Data for this task:
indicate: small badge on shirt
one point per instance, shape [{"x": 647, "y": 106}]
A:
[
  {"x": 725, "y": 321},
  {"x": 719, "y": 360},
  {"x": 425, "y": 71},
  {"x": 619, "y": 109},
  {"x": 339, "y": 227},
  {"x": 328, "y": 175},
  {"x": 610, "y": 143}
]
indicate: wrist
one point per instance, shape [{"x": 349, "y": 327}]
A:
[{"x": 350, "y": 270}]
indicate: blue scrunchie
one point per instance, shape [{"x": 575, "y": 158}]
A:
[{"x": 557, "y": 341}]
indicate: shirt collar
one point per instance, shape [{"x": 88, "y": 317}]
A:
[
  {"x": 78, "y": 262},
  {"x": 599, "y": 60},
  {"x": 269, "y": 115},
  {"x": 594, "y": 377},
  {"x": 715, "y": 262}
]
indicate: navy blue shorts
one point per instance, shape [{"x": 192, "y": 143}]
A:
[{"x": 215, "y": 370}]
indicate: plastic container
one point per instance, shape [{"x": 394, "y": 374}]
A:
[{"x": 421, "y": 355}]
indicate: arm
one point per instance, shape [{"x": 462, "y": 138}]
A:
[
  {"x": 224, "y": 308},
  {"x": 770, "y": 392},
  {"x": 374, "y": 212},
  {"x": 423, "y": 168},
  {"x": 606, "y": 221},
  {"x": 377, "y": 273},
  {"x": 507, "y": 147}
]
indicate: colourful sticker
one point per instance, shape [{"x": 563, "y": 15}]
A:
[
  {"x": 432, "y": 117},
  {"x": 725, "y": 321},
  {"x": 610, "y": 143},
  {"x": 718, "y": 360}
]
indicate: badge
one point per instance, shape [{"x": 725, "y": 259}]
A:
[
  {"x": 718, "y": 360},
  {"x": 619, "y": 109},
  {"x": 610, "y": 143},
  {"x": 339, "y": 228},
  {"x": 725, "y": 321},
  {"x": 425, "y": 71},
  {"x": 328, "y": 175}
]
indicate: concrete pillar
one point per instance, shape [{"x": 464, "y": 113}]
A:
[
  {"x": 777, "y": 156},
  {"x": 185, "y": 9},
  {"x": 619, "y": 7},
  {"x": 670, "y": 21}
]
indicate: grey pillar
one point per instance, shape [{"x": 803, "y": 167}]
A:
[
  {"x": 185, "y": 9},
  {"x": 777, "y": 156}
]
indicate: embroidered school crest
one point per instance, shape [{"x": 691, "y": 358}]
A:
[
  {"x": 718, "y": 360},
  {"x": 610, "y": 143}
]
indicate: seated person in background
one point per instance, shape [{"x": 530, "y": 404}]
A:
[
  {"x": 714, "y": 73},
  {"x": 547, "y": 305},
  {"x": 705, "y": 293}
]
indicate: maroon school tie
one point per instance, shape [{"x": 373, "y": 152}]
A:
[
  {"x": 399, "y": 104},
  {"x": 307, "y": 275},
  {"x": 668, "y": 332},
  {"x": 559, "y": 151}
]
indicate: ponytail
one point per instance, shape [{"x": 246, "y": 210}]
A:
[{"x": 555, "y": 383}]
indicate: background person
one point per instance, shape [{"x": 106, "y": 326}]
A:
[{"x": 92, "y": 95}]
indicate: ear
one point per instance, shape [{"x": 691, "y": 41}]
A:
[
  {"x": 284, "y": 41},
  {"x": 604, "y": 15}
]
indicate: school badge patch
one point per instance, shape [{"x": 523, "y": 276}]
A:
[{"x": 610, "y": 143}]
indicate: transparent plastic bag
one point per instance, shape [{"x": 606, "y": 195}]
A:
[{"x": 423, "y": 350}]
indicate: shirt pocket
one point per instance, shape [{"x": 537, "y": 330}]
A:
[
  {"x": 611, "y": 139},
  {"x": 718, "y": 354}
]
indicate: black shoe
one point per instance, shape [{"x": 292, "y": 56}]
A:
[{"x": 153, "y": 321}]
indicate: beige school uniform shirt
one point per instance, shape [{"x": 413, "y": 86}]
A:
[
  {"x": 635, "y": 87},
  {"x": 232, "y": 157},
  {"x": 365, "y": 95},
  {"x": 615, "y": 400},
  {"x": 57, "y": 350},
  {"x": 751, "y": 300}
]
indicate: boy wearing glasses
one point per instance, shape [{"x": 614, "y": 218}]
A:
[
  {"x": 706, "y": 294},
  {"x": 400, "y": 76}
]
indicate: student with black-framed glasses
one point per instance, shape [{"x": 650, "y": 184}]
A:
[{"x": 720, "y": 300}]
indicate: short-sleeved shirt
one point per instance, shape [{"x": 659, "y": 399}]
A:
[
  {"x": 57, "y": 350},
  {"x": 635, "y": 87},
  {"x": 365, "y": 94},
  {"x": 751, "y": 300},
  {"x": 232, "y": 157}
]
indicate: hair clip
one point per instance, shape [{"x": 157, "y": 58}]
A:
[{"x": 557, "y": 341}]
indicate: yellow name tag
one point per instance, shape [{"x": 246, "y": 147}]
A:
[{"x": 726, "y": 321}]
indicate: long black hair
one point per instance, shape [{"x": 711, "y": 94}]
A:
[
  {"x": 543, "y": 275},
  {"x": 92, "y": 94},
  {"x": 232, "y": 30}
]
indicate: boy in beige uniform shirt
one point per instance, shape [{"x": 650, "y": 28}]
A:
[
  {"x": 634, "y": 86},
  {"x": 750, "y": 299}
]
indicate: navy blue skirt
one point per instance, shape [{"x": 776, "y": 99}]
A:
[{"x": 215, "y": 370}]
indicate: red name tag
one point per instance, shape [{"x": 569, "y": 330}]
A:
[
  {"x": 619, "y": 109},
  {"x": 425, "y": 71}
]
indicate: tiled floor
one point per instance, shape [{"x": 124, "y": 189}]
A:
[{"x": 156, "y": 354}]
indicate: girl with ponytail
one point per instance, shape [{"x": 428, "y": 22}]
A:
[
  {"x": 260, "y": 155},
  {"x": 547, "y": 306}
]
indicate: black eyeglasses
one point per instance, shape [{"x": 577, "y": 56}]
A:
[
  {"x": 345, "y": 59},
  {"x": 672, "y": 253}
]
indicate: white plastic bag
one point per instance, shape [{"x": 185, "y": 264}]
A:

Written instruction:
Format every line of all the rows above as a numbered list, omitting any blank lines.

Task answer:
1. indicate: small badge on shirt
2. one point per instance, shape [{"x": 647, "y": 106}]
3. A:
4. [
5.   {"x": 725, "y": 321},
6.   {"x": 719, "y": 360},
7.   {"x": 425, "y": 71},
8.   {"x": 619, "y": 109},
9.   {"x": 339, "y": 227},
10.   {"x": 328, "y": 175},
11.   {"x": 610, "y": 143}
12. ]
13. indicate: wrist
14. one point per instance, shape [{"x": 349, "y": 327}]
15. A:
16. [{"x": 350, "y": 270}]
17. indicate: blue scrunchie
18. one point per instance, shape [{"x": 575, "y": 158}]
19. A:
20. [{"x": 557, "y": 341}]
21. indicate: shirt collar
22. one point per instance, shape [{"x": 88, "y": 317}]
23. A:
24. [
25.   {"x": 78, "y": 262},
26.   {"x": 599, "y": 60},
27.   {"x": 269, "y": 115},
28.   {"x": 594, "y": 377},
29.   {"x": 715, "y": 262}
30. ]
31. indicate: navy blue shorts
32. one point per instance, shape [{"x": 192, "y": 143}]
33. A:
34. [{"x": 215, "y": 370}]
35. indicate: plastic container
36. one point per instance, shape [{"x": 394, "y": 374}]
37. A:
38. [{"x": 421, "y": 355}]
39. indicate: arm
40. one point per instance, shape [{"x": 462, "y": 138}]
41. A:
42. [
43.   {"x": 224, "y": 308},
44.   {"x": 770, "y": 392},
45.   {"x": 374, "y": 212},
46.   {"x": 423, "y": 168},
47.   {"x": 606, "y": 221},
48.   {"x": 377, "y": 273},
49.   {"x": 507, "y": 147}
50. ]
51. indicate: colourful sticker
52. one point per instance, shape [{"x": 563, "y": 15}]
53. A:
54. [
55.   {"x": 432, "y": 117},
56.   {"x": 725, "y": 321},
57.   {"x": 610, "y": 143},
58.   {"x": 718, "y": 360}
59. ]
60. indicate: badge
61. one point per instance, shape [{"x": 725, "y": 259}]
62. A:
63. [
64.   {"x": 718, "y": 360},
65.   {"x": 619, "y": 109},
66.   {"x": 610, "y": 143},
67.   {"x": 339, "y": 228},
68.   {"x": 725, "y": 321},
69.   {"x": 425, "y": 71},
70.   {"x": 328, "y": 175}
71. ]
72. indicate: concrete pillar
73. one point per instance, shape [{"x": 464, "y": 113}]
74. A:
75. [
76.   {"x": 777, "y": 156},
77.   {"x": 185, "y": 9},
78.   {"x": 619, "y": 7},
79.   {"x": 670, "y": 21}
80. ]
81. indicate: grey pillar
82. one point per instance, shape [{"x": 803, "y": 167}]
83. A:
84. [
85.   {"x": 185, "y": 9},
86.   {"x": 777, "y": 156}
87. ]
88. indicate: embroidered school crest
89. one point per instance, shape [{"x": 691, "y": 358}]
90. A:
91. [
92.   {"x": 718, "y": 360},
93.   {"x": 610, "y": 143}
94. ]
95. indicate: seated person in background
96. one point per instance, shape [{"x": 530, "y": 404}]
97. A:
98. [
99.   {"x": 714, "y": 73},
100.   {"x": 547, "y": 305},
101.   {"x": 705, "y": 293}
102. ]
103. indicate: maroon school tie
104. one point per instance, shape [{"x": 373, "y": 152}]
105. A:
106. [
107.   {"x": 399, "y": 104},
108.   {"x": 307, "y": 275},
109.   {"x": 668, "y": 332},
110.   {"x": 559, "y": 151}
111. ]
112. indicate: ponytail
113. one point per instance, shape [{"x": 246, "y": 210}]
114. A:
115. [{"x": 555, "y": 383}]
116. indicate: background person
117. one point per instance, shape [{"x": 106, "y": 326}]
118. A:
119. [{"x": 92, "y": 95}]
120. indicate: ear
121. one point per instance, shape [{"x": 691, "y": 41}]
122. A:
123. [
124.   {"x": 284, "y": 41},
125.   {"x": 604, "y": 15}
126. ]
127. indicate: school badge patch
128. one point per instance, shape [{"x": 523, "y": 276}]
129. A:
130. [{"x": 610, "y": 143}]
131. indicate: transparent plastic bag
132. one point per instance, shape [{"x": 606, "y": 195}]
133. A:
134. [{"x": 423, "y": 350}]
135. indicate: shirt pocket
136. one point per instance, shape [{"x": 537, "y": 330}]
137. A:
138. [
139.   {"x": 611, "y": 139},
140.   {"x": 718, "y": 354}
141. ]
142. indicate: black shoe
143. one point per instance, shape [{"x": 292, "y": 56}]
144. A:
145. [{"x": 153, "y": 321}]
146. indicate: beige school uniform shirt
147. one point per instance, shape [{"x": 413, "y": 86}]
148. A:
149. [
150.   {"x": 635, "y": 87},
151.   {"x": 232, "y": 157},
152.   {"x": 365, "y": 95},
153.   {"x": 615, "y": 400},
154.   {"x": 57, "y": 350},
155.   {"x": 751, "y": 300}
156. ]
157. indicate: boy wearing glasses
158. one point per instance, shape [{"x": 614, "y": 218}]
159. A:
160. [
161.   {"x": 706, "y": 294},
162.   {"x": 400, "y": 76}
163. ]
164. indicate: student with black-framed glasses
165. one point per instance, shape [{"x": 650, "y": 184}]
166. A:
167. [{"x": 720, "y": 300}]
168. indicate: short-sleeved shirt
169. one point per instance, shape [{"x": 659, "y": 399}]
170. A:
171. [
172.   {"x": 57, "y": 350},
173.   {"x": 635, "y": 87},
174.   {"x": 365, "y": 94},
175.   {"x": 751, "y": 300},
176.   {"x": 232, "y": 157}
177. ]
178. indicate: hair clip
179. one point per instance, shape [{"x": 157, "y": 58}]
180. A:
181. [{"x": 557, "y": 341}]
182. indicate: yellow name tag
183. one point per instance, shape [{"x": 246, "y": 147}]
184. A:
185. [{"x": 726, "y": 321}]
186. indicate: long black hair
187. one point per instance, shape [{"x": 711, "y": 94}]
188. A:
189. [
190.   {"x": 543, "y": 275},
191.   {"x": 92, "y": 94},
192.   {"x": 232, "y": 30}
193. ]
194. indicate: boy in beige uniform shirt
195. one point per instance, shape [{"x": 650, "y": 28}]
196. A:
197. [
198.   {"x": 634, "y": 86},
199.   {"x": 750, "y": 299}
200. ]
201. indicate: navy blue skirt
202. one point per instance, shape [{"x": 776, "y": 99}]
203. A:
204. [{"x": 215, "y": 370}]
205. indicate: red name tag
206. one point per instance, shape [{"x": 569, "y": 330}]
207. A:
208. [
209.   {"x": 619, "y": 109},
210.   {"x": 425, "y": 71}
211. ]
212. indicate: tiled floor
213. one point per instance, shape [{"x": 124, "y": 189}]
214. A:
215. [{"x": 156, "y": 354}]
216. indicate: girl with ponytail
217. one point per instance, shape [{"x": 428, "y": 22}]
218. A:
219. [
220.   {"x": 260, "y": 155},
221.   {"x": 547, "y": 306}
222. ]
223. indicate: black eyeglasses
224. one point per instance, shape [{"x": 577, "y": 56}]
225. A:
226. [
227.   {"x": 345, "y": 59},
228.   {"x": 672, "y": 253}
229. ]
230. indicate: white plastic bag
231. one point per instance, shape [{"x": 185, "y": 264}]
232. A:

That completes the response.